### Problem
Copy the rows verbatim, from the line containing "Find the tree fork;" through the end of the rows, both included.

### Provided data
□ □ □
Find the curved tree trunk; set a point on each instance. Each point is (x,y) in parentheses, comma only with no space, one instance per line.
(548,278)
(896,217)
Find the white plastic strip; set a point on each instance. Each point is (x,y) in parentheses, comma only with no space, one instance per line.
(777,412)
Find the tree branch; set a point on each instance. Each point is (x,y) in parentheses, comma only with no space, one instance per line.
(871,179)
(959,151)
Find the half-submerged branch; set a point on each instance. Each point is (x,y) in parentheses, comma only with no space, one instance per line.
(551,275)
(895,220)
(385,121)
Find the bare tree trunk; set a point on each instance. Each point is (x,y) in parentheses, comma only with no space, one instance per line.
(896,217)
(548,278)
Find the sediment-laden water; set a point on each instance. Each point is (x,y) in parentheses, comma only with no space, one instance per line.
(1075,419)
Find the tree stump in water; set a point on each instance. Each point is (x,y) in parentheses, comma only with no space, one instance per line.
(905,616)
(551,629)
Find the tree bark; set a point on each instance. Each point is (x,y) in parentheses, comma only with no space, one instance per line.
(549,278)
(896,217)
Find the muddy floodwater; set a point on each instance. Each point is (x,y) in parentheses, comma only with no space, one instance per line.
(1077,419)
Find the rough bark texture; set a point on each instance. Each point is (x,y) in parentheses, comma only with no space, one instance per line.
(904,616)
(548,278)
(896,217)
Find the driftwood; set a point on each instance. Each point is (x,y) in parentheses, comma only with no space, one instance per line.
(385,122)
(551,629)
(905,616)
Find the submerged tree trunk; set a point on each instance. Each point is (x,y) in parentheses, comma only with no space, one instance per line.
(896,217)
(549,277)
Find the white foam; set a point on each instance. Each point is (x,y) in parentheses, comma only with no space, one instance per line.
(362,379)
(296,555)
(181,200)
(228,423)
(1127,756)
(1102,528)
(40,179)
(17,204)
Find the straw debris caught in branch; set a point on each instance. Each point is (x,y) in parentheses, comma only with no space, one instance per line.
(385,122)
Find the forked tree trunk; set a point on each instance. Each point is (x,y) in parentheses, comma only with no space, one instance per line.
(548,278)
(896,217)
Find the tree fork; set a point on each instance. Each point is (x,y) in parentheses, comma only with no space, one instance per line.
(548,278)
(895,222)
□ □ □
### Exercise solution
Find the tree fork; set a point on each instance. Each point is (x,y) in parentheses, comma only with no space, one instance per line.
(548,278)
(895,222)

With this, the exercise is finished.